■ PROBLEM STATEMENT ■
Reproduce every entry in the listing without alteration.

■ SUPPLIED DATA ■
# # # # #

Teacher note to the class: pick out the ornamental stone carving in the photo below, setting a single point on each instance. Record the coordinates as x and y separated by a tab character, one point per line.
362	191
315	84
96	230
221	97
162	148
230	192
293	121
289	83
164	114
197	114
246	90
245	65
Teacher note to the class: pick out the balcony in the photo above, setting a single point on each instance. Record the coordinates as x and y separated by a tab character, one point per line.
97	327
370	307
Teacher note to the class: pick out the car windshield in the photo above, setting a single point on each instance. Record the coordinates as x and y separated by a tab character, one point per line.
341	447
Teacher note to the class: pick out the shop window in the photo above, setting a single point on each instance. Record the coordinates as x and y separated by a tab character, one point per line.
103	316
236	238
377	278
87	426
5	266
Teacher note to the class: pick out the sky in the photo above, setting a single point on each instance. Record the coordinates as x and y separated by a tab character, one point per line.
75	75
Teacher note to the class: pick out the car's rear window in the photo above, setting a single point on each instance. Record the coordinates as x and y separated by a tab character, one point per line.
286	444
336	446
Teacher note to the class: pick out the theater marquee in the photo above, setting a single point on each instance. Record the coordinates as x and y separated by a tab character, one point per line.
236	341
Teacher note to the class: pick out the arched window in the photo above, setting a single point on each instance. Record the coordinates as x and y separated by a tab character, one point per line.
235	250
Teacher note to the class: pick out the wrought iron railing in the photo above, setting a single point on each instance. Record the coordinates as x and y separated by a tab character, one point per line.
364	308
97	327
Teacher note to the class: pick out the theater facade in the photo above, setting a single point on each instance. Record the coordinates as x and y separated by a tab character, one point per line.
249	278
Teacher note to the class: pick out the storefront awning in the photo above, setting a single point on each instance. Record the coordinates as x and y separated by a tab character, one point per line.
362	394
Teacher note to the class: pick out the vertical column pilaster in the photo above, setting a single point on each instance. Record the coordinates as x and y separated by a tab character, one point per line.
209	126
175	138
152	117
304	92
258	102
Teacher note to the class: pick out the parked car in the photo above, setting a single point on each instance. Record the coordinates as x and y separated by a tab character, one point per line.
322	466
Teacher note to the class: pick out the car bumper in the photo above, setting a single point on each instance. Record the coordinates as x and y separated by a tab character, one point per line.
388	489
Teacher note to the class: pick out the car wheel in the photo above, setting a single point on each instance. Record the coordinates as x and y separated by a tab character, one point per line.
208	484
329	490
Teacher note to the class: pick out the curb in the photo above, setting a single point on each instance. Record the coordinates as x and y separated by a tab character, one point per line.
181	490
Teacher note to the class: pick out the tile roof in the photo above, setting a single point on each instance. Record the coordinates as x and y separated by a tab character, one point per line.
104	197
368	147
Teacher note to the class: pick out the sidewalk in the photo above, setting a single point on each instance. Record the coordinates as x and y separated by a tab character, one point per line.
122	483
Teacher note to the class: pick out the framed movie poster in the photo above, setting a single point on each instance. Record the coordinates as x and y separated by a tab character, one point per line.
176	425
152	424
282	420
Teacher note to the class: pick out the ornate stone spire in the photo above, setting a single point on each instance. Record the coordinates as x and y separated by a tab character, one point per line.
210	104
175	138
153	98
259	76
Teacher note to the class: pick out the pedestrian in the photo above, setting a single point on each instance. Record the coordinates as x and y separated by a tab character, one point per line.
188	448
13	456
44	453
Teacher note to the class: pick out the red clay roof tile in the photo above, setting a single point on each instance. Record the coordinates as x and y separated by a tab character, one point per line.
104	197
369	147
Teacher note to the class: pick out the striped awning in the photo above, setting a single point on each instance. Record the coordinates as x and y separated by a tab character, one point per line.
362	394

# # # # #

■ TASK OUTPUT ■
Teacher note to the class: pick out the ornamental stone carving in the photo below, setting a single point on each instance. Record the coordinates as x and y separated by a tab character, one point per line.
362	191
315	84
96	230
221	97
162	148
230	192
293	121
289	83
164	114
197	114
246	90
245	65
Teacher note to the class: pick out the balcony in the photo above, setting a single point on each instance. Record the coordinates as x and y separated by a tab character, one point per line.
97	327
370	307
Teacher note to the class: pick out the car windshield in the photo above, setting a single point on each instance. Record the coordinates as x and y separated by a tab character, one point per line.
341	447
Teacher note to the class: pick out the shop window in the photo above, setting a single point on each instance. Record the coordinates as x and y separated by a tab character, one point per line.
103	316
236	238
377	278
87	426
5	266
Teacher note to the class: pick out the sky in the photo above, setting a single point on each instance. Record the coordinates as x and y separated by a tab character, one point per line.
75	75
Teacher note to the class: pick out the car's rear window in the photo above, setting a single point on each instance. Record the coordinates as x and y separated by a tab character, one point per line.
286	444
336	446
Teacher note to the class: pick out the theater marquee in the photo above, setting a single point on each instance. Record the coordinates as x and y separated by a tab character, one point per line.
236	341
Teacher note to the class: pick out the arched window in the photo above, setting a single point on each instance. Record the coordinates as x and y separated by a tab character, one point per line.
235	250
Teacher note to the class: pick out the wrought iron railing in the photo above, setting a single point on each instance. Record the coordinates as x and y separated by a tab character, one point per line.
364	308
97	327
Teacher note to the class: pick out the theater facade in the photo above, setting a single point on each instance. Record the coordinates as x and y separated by a tab character, one point per line.
249	278
Teacher note to the class: pick out the storefront awning in the photo above, setting a single point on each instance. Record the coordinates as x and y separated by a tab character, one point per line.
362	394
Teacher note to the class: pick out the vertical column pilaster in the photo above, setting a single point on each instance. Record the coordinates as x and y separated by a tab character, one point per line.
209	126
175	138
152	117
304	92
258	102
Teacher note to the class: pick out the parked car in the photo above, setting a single point on each instance. Record the coordinates as x and y separated by a tab character, one point per line.
322	466
Teacher note to the class: pick out the car bumper in the photo above, setting a single point on each instance. Record the coordinates as x and y separated by a tab character, one point per line.
388	489
Teacher note to the class: pick out the car wheel in the photo above, setting a single point on each instance. Record the coordinates as x and y separated by a tab character, one point per line.
208	484
329	490
Teacher note to the class: pick out the curb in the photo above, setting a single point on each instance. Record the coordinates as x and y separated by a tab character, one point per line.
181	490
Teacher note to the class: pick out the tile roof in the photo above, setting a single point on each instance. Record the coordinates as x and y separated by a tab character, one point per line.
104	197
368	147
Teacher note to the class: pick out the sidewalk in the photo above, setting a single point on each instance. Record the coordinates as x and y separated by a tab character, one point per line.
122	483
Teacher note to the class: pick out the framed movie poster in the photo above, setting a single point on each instance. Record the coordinates as x and y separated by a tab character, one point per line.
176	425
152	424
282	420
Teacher note to the class: pick out the ornate stone spire in the photo above, setting a single point on each instance. Record the coordinates as x and y separated by a tab character, one point per line.
210	104
175	138
153	98
259	76
Teacher note to the class: pick out the pedestrian in the photo above, setting a single point on each instance. Record the coordinates as x and y separated by a tab character, one point per line.
188	448
13	456
44	453
Teacher note to the class: pick out the red clay roof tile in the photo above, setting a single point on each instance. Record the coordinates as x and y separated by a tab character, one point per line.
104	197
369	147
Teacher note to the class: pick out the striped awning in the photo above, setting a single point on each instance. Record the coordinates as x and y separated by a tab character, one point per line.
362	394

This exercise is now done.